Goal 1:
In the listing, from the line with "I need to know the location of the dirt" through the end of the listing, change "bare soil" to "exposed earth" and give those lines again with nothing else altered.
** begin Selected text **
Sunday, January 31, 2016

Young Adult

Two Young Readers
from the Belvedere Museum ~ Vienna

Left: Lesender Knabe ~ Reading Boy, 1860
Johann Baptist Reiter, 1813 - 1890 (to see more)

Right: Lesendes Madchen ~ Reading Girl, 1850
Franz Eybl, 1806 - 1880 (to see more)

You can pretty much count on Young Adult Fiction to contain existentialist themes and family conflict, inward ramblings and outward confrontations. The main characters are never less than properly tormented (a phrase I learned from one of my professors at Notre Dame, James Walton). The length is just right for an afternoon or an airplane journey, and subplots of animals real and imaginary, Arthurian legend, mystery, history, and time travel are enough to hold my attention in between weightier assignments.

In 2015, I enjoyed several YA titles suggested by my niece Kiyah. Here are a few more that one way or another found their way onto my reading list before the year ended:

Flora & Ulysses by Kate DiCamillo

p 135: "So we said good-bye to each other the best way we could. We said: I promise to always turn back toward you.”

p 166 - 67: " . . . I do like the last part, the part about turning back. That has some emotional heft to it. . . . Oh, those last lines are beautiful, heartbreaking."

p 191: "Although to be perfectly frank, I had trouble navigating the world even before the advent of the blindness. I've never been what you call coordinated or spatially intelligent. . . . My mother says that this is because I live in my head as opposed to living in the world. But I ask you: Don't we all live in our heads? Where else could we possibly exist? Our brains are the universe. Don't you think that's true?"

p 199: "This, Flora knew . . . was magical thinking, or mental causation. . . . a dangerous way to think. It was dangerous to allow yourself to believe that what you said directly influenced the universe.

But sometimes it did, didn't it?"


I Am Morgan Le Fay by Nancy Springer

p 6: "Although Morgause was a year older, we might as well have been twins."

I Am Mordred by Nancy Springer

p 22: "Morgan le Fay might have been mistaken for a peasant woman. She had a coarse nose, and she was older than her sister, plump and beginning to wrinkle."
Unclear which sister is intended to be younger / older.
[See above]
Oh well, maybe it doesn't matter. Hmmmm???
Lots of favorite quotes from the second novel in this series:

p 92: "King Arthur said softly, "Mordred, there's small freedom in being a King. Most often a King does not what he wishes, but what he must."

p 113: story of the ill - fated goblet -- very like "Appointment in Samarra"
** end Selected text **
** begin Given entries **
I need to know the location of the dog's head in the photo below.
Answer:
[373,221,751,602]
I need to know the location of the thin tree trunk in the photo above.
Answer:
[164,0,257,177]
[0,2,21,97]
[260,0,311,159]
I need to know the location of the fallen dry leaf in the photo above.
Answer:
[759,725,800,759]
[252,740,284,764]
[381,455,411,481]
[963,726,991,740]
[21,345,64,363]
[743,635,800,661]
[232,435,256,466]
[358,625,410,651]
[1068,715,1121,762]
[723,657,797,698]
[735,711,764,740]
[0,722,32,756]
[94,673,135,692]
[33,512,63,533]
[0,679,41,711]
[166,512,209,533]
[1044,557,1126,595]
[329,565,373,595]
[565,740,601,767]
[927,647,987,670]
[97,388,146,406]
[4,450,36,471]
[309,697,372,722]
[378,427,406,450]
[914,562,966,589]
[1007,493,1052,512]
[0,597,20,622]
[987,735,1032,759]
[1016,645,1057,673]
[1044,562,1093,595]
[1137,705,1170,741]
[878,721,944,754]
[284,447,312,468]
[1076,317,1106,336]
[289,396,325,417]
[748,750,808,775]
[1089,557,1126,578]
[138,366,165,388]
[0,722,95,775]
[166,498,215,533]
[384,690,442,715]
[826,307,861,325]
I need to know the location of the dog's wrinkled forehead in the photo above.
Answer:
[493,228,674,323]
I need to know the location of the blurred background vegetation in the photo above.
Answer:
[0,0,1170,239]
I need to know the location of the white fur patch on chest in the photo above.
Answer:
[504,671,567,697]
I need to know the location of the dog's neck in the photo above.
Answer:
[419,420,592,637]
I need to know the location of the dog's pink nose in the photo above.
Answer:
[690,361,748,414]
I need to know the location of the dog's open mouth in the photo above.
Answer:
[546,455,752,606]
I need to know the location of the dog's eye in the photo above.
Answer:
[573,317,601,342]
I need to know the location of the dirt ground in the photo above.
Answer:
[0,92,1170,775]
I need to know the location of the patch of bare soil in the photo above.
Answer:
** end Given entries **
Goal 2:
About the post on young adult reading:
(a) Who painted Reading Boy, and in what year?
(b) Who suggested several YA titles to the writer in 2015?
(c) What phrase did the writer learn from James Walton?

Problem solution 1:
I need to know the location of the dirt ground in the photo above.
Answer:
[0,92,1170,775]
I need to know the location of the patch of exposed earth in the photo above.
Answer:

Problem solution 2:
(a) Johann Baptist Reiter, 1860
(b) The writer's niece Kiyah
(c) "properly tormented"